About this task>
For the word "instances", count the lines of the data that include it and give only the total.

Raw data>
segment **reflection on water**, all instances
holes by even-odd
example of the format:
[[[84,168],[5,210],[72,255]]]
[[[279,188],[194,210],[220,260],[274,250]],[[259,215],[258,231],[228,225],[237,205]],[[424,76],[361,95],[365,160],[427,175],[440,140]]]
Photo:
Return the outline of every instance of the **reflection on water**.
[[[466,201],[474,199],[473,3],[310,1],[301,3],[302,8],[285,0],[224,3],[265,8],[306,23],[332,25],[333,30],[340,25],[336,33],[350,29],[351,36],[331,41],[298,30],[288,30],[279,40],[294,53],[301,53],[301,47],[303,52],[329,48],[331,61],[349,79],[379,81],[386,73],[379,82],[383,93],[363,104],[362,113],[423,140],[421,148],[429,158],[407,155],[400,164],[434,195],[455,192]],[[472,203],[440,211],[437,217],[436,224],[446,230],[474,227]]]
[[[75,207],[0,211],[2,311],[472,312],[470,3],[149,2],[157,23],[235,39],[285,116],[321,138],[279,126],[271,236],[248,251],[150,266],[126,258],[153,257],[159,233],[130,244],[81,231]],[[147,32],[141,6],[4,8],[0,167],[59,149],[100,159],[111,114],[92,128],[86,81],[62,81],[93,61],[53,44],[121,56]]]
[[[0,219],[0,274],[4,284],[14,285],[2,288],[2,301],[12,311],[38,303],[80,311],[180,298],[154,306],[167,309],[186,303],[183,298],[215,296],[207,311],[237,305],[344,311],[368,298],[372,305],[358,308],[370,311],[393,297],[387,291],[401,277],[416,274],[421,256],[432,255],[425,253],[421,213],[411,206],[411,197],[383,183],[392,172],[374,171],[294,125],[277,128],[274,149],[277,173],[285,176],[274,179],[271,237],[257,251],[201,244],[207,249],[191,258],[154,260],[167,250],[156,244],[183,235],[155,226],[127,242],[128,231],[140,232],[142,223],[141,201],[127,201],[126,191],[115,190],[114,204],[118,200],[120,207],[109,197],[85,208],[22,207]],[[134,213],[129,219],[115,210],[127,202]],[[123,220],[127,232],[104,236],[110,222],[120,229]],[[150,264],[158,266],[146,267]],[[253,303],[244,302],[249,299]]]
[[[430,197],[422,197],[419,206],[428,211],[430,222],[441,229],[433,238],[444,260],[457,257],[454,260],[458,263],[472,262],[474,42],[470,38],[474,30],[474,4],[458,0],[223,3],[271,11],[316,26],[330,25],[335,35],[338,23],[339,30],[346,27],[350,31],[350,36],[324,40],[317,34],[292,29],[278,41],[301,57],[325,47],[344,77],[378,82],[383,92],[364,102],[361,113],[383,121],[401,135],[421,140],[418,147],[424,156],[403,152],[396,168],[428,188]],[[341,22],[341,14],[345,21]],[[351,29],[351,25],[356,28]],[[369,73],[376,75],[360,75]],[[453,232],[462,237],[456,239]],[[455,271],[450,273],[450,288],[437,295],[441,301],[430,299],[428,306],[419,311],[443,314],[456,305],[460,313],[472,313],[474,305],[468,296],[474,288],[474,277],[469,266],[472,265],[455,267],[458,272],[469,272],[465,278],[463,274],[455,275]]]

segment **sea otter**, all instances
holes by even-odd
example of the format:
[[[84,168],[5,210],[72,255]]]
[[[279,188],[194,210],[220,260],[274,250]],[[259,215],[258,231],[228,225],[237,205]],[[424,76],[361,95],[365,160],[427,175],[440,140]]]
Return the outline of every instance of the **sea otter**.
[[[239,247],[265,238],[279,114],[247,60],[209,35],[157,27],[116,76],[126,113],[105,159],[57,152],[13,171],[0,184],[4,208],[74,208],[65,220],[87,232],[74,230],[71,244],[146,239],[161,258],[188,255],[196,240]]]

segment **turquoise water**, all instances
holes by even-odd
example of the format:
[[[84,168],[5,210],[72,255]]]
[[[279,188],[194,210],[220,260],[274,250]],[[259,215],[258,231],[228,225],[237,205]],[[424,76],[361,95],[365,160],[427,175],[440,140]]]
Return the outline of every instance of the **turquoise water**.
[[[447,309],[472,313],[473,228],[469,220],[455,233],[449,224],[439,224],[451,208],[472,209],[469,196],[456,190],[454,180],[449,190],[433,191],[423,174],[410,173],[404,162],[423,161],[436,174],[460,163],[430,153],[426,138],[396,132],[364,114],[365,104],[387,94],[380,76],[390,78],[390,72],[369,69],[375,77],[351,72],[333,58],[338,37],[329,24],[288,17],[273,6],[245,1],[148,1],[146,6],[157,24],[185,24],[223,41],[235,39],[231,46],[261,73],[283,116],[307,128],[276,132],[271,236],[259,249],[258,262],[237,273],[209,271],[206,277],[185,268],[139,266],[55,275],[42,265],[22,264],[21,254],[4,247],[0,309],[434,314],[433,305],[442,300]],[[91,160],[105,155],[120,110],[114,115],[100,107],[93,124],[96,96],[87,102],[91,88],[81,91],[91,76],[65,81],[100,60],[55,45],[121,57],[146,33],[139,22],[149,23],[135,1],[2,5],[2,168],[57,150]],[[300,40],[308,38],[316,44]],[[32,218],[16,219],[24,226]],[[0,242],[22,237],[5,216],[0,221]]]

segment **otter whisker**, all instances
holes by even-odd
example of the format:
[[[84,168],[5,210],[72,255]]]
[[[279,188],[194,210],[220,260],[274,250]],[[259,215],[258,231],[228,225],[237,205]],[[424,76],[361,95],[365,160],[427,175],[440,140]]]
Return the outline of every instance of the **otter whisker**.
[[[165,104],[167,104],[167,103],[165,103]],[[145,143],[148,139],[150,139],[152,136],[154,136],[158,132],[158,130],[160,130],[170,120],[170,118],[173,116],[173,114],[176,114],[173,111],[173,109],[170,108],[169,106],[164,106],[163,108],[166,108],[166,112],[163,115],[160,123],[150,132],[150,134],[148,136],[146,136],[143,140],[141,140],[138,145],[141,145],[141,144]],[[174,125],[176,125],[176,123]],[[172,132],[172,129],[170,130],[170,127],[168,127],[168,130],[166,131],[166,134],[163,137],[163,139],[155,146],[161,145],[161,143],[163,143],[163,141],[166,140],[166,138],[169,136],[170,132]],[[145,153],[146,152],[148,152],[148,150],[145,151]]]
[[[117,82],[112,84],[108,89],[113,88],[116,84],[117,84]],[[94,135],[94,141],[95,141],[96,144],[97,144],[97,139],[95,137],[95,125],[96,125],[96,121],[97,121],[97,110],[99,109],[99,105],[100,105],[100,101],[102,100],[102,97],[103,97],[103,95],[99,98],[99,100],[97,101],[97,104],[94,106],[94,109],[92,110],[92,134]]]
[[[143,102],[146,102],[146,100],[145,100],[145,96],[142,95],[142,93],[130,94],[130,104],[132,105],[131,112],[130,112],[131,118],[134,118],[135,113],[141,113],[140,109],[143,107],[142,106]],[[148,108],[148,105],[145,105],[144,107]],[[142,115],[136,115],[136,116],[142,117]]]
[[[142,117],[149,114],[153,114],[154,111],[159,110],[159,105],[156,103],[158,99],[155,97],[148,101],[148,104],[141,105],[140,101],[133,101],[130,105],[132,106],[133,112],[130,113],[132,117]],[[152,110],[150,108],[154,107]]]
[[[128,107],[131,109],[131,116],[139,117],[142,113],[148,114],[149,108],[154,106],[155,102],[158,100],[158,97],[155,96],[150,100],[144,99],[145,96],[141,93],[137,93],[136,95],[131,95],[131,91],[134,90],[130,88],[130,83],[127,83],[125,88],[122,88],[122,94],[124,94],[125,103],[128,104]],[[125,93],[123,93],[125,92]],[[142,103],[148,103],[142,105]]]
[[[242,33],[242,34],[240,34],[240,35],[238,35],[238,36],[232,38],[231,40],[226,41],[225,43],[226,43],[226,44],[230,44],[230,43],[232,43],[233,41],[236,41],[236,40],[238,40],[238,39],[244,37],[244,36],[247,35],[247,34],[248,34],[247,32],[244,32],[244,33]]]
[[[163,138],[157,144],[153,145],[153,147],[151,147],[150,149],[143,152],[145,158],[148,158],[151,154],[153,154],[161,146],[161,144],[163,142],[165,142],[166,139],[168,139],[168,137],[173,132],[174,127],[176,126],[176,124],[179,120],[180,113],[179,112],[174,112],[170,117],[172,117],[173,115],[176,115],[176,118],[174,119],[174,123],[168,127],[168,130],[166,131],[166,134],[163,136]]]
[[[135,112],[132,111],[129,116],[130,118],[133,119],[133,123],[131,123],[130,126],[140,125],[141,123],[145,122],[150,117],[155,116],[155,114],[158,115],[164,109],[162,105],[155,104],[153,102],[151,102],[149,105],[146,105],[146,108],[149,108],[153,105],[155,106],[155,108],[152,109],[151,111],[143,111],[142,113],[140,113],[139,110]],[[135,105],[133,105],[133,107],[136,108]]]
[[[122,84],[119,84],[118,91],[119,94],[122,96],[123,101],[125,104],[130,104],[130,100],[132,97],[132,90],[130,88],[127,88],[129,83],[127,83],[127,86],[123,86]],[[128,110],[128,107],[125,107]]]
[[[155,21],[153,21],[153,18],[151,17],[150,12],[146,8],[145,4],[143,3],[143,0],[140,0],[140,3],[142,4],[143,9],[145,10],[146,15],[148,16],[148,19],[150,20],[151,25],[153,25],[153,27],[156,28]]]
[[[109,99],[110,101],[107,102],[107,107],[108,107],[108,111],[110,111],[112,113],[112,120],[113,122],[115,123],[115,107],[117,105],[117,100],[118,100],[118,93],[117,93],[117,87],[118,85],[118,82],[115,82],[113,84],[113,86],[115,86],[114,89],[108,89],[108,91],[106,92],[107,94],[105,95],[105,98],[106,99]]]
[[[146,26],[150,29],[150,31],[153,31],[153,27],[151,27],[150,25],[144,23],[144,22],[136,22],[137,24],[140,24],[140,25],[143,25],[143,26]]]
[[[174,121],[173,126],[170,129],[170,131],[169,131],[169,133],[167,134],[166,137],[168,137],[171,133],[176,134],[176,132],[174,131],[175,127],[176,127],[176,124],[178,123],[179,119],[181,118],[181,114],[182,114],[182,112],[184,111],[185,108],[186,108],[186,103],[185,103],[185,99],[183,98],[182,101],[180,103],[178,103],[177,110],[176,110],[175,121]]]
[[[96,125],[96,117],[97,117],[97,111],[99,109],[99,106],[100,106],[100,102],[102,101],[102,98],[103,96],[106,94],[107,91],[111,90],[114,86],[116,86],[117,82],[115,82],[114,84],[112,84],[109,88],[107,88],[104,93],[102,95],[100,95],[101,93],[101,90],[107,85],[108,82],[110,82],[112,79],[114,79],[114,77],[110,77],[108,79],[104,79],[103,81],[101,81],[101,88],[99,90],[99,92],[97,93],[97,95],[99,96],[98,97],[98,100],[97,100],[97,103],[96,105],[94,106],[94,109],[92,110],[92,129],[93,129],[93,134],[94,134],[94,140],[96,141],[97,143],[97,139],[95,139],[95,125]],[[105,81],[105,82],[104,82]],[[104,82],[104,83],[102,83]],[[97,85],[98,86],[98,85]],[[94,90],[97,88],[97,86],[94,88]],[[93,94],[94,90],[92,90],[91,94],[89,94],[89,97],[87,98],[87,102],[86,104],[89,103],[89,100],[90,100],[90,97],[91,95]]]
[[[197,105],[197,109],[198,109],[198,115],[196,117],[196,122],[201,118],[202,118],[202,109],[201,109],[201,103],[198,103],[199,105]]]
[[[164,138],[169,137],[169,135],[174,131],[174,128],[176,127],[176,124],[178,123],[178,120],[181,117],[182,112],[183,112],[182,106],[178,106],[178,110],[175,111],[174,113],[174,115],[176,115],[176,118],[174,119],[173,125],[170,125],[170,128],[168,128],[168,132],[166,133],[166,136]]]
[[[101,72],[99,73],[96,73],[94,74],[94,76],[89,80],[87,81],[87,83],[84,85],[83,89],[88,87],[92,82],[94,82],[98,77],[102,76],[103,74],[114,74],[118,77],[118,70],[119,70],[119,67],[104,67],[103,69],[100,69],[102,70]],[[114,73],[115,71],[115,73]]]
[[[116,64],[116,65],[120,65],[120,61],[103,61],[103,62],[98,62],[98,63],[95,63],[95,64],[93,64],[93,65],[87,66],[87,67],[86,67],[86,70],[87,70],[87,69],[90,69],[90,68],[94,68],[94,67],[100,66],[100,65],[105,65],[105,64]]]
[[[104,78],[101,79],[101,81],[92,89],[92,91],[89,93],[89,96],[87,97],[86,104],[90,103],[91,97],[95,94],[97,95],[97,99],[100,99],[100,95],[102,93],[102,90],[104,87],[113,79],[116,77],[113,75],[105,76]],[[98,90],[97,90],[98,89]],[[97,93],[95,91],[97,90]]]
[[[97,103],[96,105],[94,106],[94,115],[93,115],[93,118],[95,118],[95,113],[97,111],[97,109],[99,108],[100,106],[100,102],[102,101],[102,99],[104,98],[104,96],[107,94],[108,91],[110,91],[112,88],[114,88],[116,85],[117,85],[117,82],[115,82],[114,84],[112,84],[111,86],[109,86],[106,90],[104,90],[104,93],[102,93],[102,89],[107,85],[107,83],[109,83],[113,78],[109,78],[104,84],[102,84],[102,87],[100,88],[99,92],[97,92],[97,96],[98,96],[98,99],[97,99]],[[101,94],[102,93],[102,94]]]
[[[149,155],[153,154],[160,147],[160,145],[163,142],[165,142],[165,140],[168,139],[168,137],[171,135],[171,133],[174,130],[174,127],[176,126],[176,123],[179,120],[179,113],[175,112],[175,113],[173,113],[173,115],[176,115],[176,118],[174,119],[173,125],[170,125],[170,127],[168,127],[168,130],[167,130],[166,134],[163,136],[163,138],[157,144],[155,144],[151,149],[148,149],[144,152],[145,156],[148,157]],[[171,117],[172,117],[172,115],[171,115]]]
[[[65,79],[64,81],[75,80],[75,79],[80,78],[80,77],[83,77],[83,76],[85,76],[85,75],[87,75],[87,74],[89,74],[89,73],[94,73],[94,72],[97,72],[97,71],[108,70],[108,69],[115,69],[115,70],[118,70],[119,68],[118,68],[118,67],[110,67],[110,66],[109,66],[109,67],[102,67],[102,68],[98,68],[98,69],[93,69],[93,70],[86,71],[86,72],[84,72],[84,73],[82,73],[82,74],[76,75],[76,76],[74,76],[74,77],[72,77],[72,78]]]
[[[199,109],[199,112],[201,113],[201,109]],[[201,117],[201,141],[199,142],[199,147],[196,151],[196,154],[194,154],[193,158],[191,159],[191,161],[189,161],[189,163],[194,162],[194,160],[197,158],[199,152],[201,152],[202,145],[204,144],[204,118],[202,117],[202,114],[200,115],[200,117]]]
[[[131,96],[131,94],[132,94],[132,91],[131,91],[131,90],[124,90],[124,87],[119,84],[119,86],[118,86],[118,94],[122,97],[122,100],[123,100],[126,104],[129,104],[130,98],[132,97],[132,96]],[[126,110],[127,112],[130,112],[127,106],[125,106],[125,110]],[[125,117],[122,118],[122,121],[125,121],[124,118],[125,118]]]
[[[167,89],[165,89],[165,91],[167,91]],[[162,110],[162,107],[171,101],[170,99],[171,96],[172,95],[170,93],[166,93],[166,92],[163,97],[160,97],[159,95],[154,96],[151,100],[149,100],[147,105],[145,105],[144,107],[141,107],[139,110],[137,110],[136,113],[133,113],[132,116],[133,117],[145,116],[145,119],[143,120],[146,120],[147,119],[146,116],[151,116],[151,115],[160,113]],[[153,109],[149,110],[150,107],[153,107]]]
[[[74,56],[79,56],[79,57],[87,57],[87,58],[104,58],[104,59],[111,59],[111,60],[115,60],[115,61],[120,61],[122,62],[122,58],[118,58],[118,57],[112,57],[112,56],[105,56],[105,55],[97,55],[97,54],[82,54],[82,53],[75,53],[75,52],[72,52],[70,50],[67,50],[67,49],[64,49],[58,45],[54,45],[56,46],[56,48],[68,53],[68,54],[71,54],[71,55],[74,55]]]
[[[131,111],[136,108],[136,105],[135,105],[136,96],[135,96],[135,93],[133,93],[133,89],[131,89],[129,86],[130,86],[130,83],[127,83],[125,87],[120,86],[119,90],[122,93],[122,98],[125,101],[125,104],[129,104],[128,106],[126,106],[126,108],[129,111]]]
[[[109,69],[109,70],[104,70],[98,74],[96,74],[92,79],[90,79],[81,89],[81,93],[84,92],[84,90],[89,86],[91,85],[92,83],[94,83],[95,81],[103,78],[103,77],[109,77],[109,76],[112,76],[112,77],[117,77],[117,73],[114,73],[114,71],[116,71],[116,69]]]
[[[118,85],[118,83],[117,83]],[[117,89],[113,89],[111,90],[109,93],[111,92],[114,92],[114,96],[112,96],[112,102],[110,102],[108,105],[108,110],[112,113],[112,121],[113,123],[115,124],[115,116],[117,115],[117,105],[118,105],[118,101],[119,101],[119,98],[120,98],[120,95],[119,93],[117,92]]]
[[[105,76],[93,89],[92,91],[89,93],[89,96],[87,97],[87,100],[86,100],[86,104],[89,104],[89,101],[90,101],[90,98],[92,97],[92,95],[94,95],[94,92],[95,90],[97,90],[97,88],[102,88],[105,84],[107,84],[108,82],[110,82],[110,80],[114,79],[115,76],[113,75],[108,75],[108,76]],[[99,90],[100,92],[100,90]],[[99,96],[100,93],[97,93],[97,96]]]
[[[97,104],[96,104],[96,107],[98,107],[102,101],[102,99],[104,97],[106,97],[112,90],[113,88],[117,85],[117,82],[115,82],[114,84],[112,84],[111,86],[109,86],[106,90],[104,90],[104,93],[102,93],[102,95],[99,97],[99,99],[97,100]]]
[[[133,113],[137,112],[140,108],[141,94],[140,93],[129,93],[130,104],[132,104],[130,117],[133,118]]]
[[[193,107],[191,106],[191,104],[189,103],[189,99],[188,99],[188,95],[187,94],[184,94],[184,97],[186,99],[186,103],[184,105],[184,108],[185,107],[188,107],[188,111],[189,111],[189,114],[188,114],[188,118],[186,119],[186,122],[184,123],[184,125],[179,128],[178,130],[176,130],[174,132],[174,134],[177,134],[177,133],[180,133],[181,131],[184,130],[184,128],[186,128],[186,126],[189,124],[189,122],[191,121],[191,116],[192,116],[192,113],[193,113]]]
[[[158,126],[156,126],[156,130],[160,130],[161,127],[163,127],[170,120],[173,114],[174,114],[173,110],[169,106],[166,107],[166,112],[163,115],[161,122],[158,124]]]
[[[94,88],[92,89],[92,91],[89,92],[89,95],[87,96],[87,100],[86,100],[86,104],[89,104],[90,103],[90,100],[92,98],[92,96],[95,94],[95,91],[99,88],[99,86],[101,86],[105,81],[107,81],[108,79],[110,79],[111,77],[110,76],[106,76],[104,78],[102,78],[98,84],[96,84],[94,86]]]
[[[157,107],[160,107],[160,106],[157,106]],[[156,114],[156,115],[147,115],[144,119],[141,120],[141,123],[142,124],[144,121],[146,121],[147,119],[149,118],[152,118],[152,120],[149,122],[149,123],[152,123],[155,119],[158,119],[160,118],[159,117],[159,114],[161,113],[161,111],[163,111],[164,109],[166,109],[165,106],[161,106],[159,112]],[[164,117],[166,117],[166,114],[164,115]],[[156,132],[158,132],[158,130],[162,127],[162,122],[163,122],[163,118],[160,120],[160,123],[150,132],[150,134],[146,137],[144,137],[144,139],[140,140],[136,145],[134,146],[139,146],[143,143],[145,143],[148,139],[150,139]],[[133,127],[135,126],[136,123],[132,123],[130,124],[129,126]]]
--
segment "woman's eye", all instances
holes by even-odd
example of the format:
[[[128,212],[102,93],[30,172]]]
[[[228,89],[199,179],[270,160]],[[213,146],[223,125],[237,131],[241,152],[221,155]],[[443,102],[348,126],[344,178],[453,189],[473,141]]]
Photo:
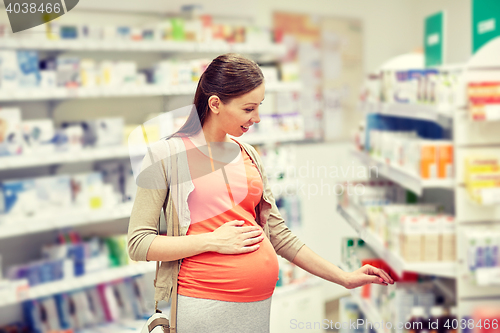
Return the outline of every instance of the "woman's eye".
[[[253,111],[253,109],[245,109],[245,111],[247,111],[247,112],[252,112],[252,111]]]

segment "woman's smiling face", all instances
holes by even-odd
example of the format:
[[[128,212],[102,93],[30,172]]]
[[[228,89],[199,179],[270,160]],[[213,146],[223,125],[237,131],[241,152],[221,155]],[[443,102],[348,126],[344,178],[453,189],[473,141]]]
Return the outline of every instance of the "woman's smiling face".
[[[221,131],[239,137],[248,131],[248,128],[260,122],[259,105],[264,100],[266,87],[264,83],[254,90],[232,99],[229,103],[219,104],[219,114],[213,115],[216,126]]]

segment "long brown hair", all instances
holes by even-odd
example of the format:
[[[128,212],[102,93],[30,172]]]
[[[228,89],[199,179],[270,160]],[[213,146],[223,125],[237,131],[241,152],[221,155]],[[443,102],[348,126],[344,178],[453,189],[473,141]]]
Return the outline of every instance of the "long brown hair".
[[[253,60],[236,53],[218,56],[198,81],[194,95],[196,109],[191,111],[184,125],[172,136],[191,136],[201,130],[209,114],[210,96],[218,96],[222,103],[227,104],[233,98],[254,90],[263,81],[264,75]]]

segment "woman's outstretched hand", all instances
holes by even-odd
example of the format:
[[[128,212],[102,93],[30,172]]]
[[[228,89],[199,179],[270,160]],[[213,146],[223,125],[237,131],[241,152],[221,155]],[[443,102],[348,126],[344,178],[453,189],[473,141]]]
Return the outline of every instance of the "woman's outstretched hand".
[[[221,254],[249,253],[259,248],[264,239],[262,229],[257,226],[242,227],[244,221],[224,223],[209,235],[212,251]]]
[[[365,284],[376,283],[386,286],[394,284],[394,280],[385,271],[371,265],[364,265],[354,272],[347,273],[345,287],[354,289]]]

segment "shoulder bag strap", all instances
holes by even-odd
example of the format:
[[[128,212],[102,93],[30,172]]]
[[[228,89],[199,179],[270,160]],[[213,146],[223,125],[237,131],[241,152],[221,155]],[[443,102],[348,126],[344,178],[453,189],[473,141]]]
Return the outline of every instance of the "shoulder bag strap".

Exercise output>
9